Mesmo o artigo mais puramente teórico entre os quase vinte que seguem, aquele de Rafael Alves, que confronta de modo altamente técnico duas abordagens, a tensiva e a interacional, leva à análise de uma figura que cumpre hoje um papel de primeiro plano na cena política internacional : o papa Francisco. Inclusive o livro de Anna Maria Lorusso, do qual publicamos um extrato sobre o senso comum — um assunto atemporal — é, « a seu modo, um livro de intervenção », concebido pela autora « como uma reflexão filosófica e semiótica sobre a atualidade ». Ao mesmo tempo que reflexões teóricas, esses dois textos são, portanto, trabalhos engajados.

Simetricamente, o artigo mais político desta edição, o de Claude Calame, que lida a favor de uma semiótica ecossocialista, é alicerçado numa rigorosa análise semiótica, e crítica, das relações entre humanidade e meio ambiente. O de Kati Caetano, que trata da luta de emancipação das mulheres indígenas na Amazônia, articula-se a partir da problemática sociossemiótica da alteridade e da teoria das « formas de vida ». O estudo de Tiziana Migliore a respeito da forma de revolta política manifestada pela transformação dos muros de separação entre territórios (notadamente entre Gaza e a potência que a oprime) em um suporte de « murales » que denunciam a opressão é inspirada pelos trabalhos de Jean-Marie Floch, assim como de Manar Hammad sobre privatização do espaço. O trabalho de Elder Cuevas, Sebastián Moreno e Eduardo Yalán, trabalho eminentemente político pois concerne o papel atribuído ao « povo » nos discursos populistas, remete à perspectiva semio-política traçada outrora por Eliseo Verón. E nossa própria contribuição a propósito da « barbárie », inspirada pela atualidade mais trágica, o martírio de Gaza, deriva diretamente de nossa definição teórica do regime interacional do « assentimento », com seu complementar, a revolta.

*Seção de dados*
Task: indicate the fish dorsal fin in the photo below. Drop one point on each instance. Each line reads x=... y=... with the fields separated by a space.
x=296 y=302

*Detalhes da tarefa*
Segundo o texto fornecido, quais são as duas abordagens confrontadas no artigo de Rafael Alves? Responda com base somente no texto fornecido.

*Resolução*
A tensiva e a interacional.